Return, verbatim and in their original order, the lines of the records that begin at the line containing "Mark the region of every instance of the stone column." and end with the line containing "136], [215, 133]]", both lines included.

******

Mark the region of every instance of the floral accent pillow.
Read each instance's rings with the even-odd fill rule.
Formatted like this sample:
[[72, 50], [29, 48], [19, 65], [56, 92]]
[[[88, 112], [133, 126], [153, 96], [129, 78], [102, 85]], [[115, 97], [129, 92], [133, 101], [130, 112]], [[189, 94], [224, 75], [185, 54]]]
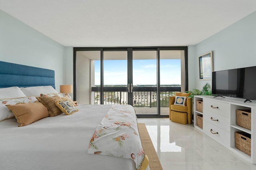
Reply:
[[32, 103], [37, 101], [36, 96], [23, 97], [10, 99], [0, 99], [0, 121], [14, 117], [14, 115], [6, 105], [14, 105], [20, 103]]
[[56, 100], [55, 104], [66, 115], [71, 115], [79, 111], [68, 100]]

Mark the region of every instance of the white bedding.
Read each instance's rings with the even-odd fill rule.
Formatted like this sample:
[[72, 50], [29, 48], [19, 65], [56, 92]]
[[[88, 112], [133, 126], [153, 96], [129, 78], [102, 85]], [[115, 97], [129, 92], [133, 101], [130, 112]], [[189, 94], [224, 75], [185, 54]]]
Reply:
[[95, 129], [110, 106], [79, 105], [73, 115], [21, 127], [15, 119], [0, 122], [0, 170], [135, 169], [131, 159], [87, 153]]

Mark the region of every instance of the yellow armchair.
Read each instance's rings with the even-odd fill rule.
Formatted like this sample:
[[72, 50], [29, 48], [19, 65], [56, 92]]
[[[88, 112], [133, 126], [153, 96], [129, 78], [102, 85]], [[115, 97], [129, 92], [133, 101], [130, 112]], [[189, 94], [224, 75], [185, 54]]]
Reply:
[[[188, 93], [177, 93], [175, 96], [186, 96], [190, 95]], [[169, 118], [174, 122], [177, 122], [185, 125], [192, 123], [192, 98], [186, 98], [185, 106], [176, 105], [174, 104], [175, 101], [175, 96], [170, 97], [169, 100]]]

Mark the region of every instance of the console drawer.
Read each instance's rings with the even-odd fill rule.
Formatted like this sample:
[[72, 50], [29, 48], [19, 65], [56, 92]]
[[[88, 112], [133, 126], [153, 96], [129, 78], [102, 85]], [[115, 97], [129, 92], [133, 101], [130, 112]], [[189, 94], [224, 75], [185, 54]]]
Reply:
[[[229, 133], [212, 125], [207, 121], [204, 121], [203, 129], [204, 133], [224, 145], [229, 147]], [[216, 133], [213, 134], [212, 133]]]
[[229, 104], [214, 100], [204, 99], [204, 110], [206, 110], [220, 115], [230, 117]]
[[230, 129], [230, 119], [228, 117], [208, 110], [204, 111], [203, 117], [204, 120], [226, 131], [229, 131]]

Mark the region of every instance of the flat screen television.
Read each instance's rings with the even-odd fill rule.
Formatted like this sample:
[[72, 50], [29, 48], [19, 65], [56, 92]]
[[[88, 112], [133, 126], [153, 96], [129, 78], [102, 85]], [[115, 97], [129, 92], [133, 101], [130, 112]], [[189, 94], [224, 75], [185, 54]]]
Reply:
[[212, 94], [216, 96], [256, 100], [256, 66], [212, 72]]

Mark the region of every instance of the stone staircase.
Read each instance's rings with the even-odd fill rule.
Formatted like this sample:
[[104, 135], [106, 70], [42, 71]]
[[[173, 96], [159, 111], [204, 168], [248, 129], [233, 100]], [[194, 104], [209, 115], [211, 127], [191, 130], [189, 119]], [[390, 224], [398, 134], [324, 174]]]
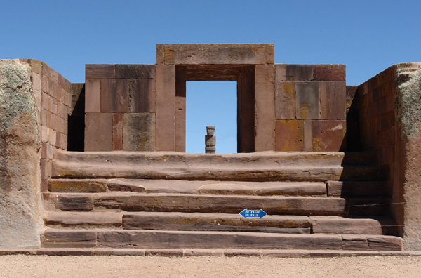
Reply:
[[55, 152], [46, 248], [403, 250], [372, 152]]

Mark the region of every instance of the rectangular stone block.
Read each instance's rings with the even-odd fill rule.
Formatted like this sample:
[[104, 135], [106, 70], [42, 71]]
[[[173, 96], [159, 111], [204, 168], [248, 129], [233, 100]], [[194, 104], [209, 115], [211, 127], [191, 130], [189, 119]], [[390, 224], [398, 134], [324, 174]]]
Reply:
[[313, 150], [338, 152], [345, 146], [346, 121], [313, 121]]
[[86, 65], [85, 78], [116, 78], [115, 65]]
[[125, 113], [123, 121], [123, 150], [155, 150], [155, 114]]
[[276, 119], [295, 119], [295, 84], [275, 83]]
[[272, 44], [156, 44], [157, 65], [273, 64]]
[[295, 83], [295, 117], [297, 119], [320, 119], [319, 82]]
[[175, 150], [175, 66], [156, 65], [156, 151]]
[[256, 65], [255, 69], [255, 151], [275, 149], [275, 69]]
[[123, 113], [115, 113], [112, 119], [112, 150], [123, 150]]
[[85, 112], [101, 112], [100, 79], [86, 79], [85, 81]]
[[345, 65], [314, 65], [314, 81], [345, 81]]
[[276, 121], [276, 151], [301, 152], [303, 149], [302, 121]]
[[116, 65], [116, 78], [155, 78], [155, 65]]
[[95, 230], [72, 230], [46, 229], [44, 232], [44, 247], [94, 247], [96, 245]]
[[112, 113], [85, 114], [85, 151], [112, 150]]
[[312, 65], [275, 65], [277, 81], [307, 81], [313, 80]]
[[129, 112], [130, 93], [127, 79], [101, 79], [101, 112]]
[[321, 119], [345, 119], [345, 82], [321, 82]]
[[135, 113], [154, 113], [156, 111], [155, 79], [131, 79], [129, 84], [130, 111]]
[[304, 128], [304, 151], [312, 152], [313, 150], [313, 121], [303, 121]]

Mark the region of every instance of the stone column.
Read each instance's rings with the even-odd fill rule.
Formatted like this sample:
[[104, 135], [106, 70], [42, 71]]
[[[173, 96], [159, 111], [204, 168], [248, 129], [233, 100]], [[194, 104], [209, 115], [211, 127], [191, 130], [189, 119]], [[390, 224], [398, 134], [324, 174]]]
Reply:
[[215, 126], [206, 126], [208, 135], [205, 135], [205, 152], [206, 154], [215, 154], [216, 152], [216, 136], [215, 133]]

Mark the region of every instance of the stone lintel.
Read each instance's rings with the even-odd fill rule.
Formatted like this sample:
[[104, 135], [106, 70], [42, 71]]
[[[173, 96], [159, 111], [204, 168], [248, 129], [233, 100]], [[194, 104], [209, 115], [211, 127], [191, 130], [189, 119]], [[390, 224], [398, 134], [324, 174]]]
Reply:
[[273, 44], [156, 44], [156, 65], [274, 64]]

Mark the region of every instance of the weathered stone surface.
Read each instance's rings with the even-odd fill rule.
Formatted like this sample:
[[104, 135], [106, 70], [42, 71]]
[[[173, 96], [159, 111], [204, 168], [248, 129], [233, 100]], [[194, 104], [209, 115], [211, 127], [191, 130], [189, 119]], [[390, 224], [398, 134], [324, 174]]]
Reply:
[[105, 180], [69, 180], [59, 179], [48, 180], [48, 191], [51, 192], [105, 192]]
[[315, 81], [345, 81], [345, 65], [314, 65]]
[[295, 84], [275, 83], [276, 119], [295, 119]]
[[345, 119], [345, 82], [321, 83], [321, 119]]
[[386, 182], [328, 181], [329, 197], [382, 196], [386, 191]]
[[51, 193], [50, 196], [54, 206], [62, 211], [92, 211], [93, 197], [83, 193]]
[[[342, 167], [343, 152], [185, 154], [55, 150], [53, 177], [237, 181], [379, 180], [380, 168]], [[110, 163], [112, 161], [112, 164]], [[152, 163], [153, 161], [153, 163]]]
[[85, 112], [101, 112], [100, 79], [86, 79], [85, 81]]
[[100, 79], [101, 112], [129, 112], [128, 79]]
[[121, 227], [123, 213], [119, 212], [55, 212], [48, 211], [46, 225], [62, 226]]
[[116, 65], [116, 78], [129, 79], [154, 77], [155, 65]]
[[[220, 212], [236, 213], [244, 208], [260, 208], [267, 213], [288, 215], [342, 215], [342, 198], [196, 195], [160, 193], [54, 193], [55, 207], [62, 210], [90, 210], [92, 197], [95, 207], [128, 211]], [[86, 204], [86, 206], [83, 206]], [[60, 207], [59, 207], [60, 206]]]
[[132, 192], [146, 192], [146, 188], [142, 185], [115, 179], [109, 180], [107, 183], [107, 186], [109, 191], [128, 191]]
[[273, 48], [270, 44], [156, 44], [156, 64], [273, 64]]
[[295, 83], [295, 117], [298, 119], [320, 119], [320, 83]]
[[126, 213], [124, 229], [238, 231], [309, 234], [307, 216], [266, 216], [264, 218], [244, 218], [239, 214], [199, 213]]
[[313, 121], [313, 150], [338, 152], [345, 147], [346, 121]]
[[94, 247], [96, 246], [95, 230], [46, 229], [44, 231], [44, 247]]
[[155, 150], [155, 114], [123, 114], [123, 150]]
[[85, 78], [116, 78], [115, 65], [86, 65]]
[[156, 65], [156, 151], [175, 150], [175, 67]]
[[16, 64], [0, 60], [0, 247], [39, 247], [38, 113], [29, 65]]
[[274, 74], [272, 65], [257, 65], [255, 69], [255, 152], [275, 150]]
[[306, 81], [313, 80], [312, 65], [275, 65], [277, 81]]
[[262, 249], [340, 250], [342, 238], [321, 234], [100, 230], [98, 244], [112, 248], [235, 249], [247, 246]]
[[382, 234], [382, 225], [375, 219], [311, 216], [310, 220], [314, 234]]
[[276, 148], [279, 152], [302, 151], [302, 121], [279, 120], [275, 123]]
[[156, 111], [155, 79], [131, 79], [129, 86], [130, 112], [154, 113]]
[[85, 151], [112, 150], [112, 113], [85, 114]]

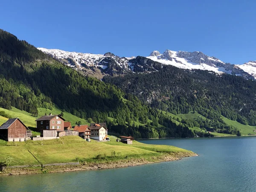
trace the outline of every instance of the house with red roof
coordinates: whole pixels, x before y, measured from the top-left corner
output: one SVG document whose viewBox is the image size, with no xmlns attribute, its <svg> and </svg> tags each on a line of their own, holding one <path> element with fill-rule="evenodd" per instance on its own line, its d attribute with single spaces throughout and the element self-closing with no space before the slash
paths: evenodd
<svg viewBox="0 0 256 192">
<path fill-rule="evenodd" d="M 91 139 L 98 141 L 106 140 L 108 137 L 108 129 L 99 123 L 91 123 L 90 129 L 91 130 Z"/>
<path fill-rule="evenodd" d="M 79 136 L 84 139 L 90 138 L 91 130 L 87 125 L 79 125 L 75 126 L 74 131 L 78 131 Z"/>
<path fill-rule="evenodd" d="M 70 130 L 72 128 L 70 122 L 64 122 L 64 130 Z"/>
</svg>

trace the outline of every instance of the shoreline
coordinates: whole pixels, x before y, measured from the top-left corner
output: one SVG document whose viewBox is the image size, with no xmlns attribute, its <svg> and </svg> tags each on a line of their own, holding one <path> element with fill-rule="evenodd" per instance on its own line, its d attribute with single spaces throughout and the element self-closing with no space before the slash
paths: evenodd
<svg viewBox="0 0 256 192">
<path fill-rule="evenodd" d="M 212 137 L 164 137 L 164 138 L 142 138 L 142 139 L 137 139 L 137 140 L 139 141 L 140 140 L 163 140 L 163 139 L 192 139 L 194 138 L 215 138 L 215 137 L 256 137 L 256 135 L 241 135 L 241 136 L 238 136 L 236 135 L 230 135 L 230 136 L 213 136 Z"/>
<path fill-rule="evenodd" d="M 108 169 L 120 168 L 138 166 L 168 161 L 174 161 L 182 159 L 182 158 L 198 156 L 196 154 L 190 154 L 185 156 L 179 155 L 176 157 L 171 154 L 161 157 L 152 157 L 152 161 L 143 158 L 137 159 L 122 160 L 117 161 L 100 163 L 85 163 L 77 165 L 49 166 L 42 168 L 40 166 L 32 166 L 23 168 L 6 168 L 2 172 L 0 172 L 0 176 L 7 175 L 18 175 L 29 174 L 40 174 L 105 169 Z"/>
</svg>

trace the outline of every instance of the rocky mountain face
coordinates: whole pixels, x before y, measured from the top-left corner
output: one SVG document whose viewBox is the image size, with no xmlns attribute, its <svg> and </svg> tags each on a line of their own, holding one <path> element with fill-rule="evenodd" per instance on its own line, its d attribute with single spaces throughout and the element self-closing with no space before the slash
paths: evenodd
<svg viewBox="0 0 256 192">
<path fill-rule="evenodd" d="M 114 76 L 129 73 L 149 73 L 161 70 L 163 65 L 172 65 L 184 69 L 207 70 L 241 76 L 248 79 L 256 79 L 256 61 L 234 65 L 197 51 L 176 52 L 166 49 L 161 54 L 158 51 L 154 51 L 146 59 L 141 56 L 121 57 L 111 52 L 97 55 L 38 49 L 76 70 L 98 79 L 102 79 L 105 76 Z"/>
<path fill-rule="evenodd" d="M 163 64 L 181 68 L 208 70 L 219 73 L 225 73 L 249 79 L 255 79 L 256 78 L 256 61 L 253 64 L 253 61 L 250 61 L 244 65 L 233 65 L 225 63 L 215 57 L 198 51 L 175 52 L 167 49 L 162 54 L 158 53 L 157 51 L 154 51 L 147 58 Z M 250 73 L 252 67 L 254 69 L 253 72 Z M 249 70 L 249 68 L 251 69 Z"/>
</svg>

******

# Answer to this exercise
Mark the region of every instance of the stone column.
Read each instance's rings with the even-odd fill rule.
Formatted like this sample:
[[104, 135], [106, 70], [42, 71]]
[[[173, 96], [159, 111], [204, 168], [248, 129], [233, 100]], [[194, 104], [209, 115], [211, 127], [191, 130], [189, 119]], [[390, 224], [398, 134], [324, 174]]]
Reply:
[[215, 126], [206, 126], [208, 135], [205, 135], [205, 152], [206, 154], [215, 154], [216, 152], [216, 136], [215, 133]]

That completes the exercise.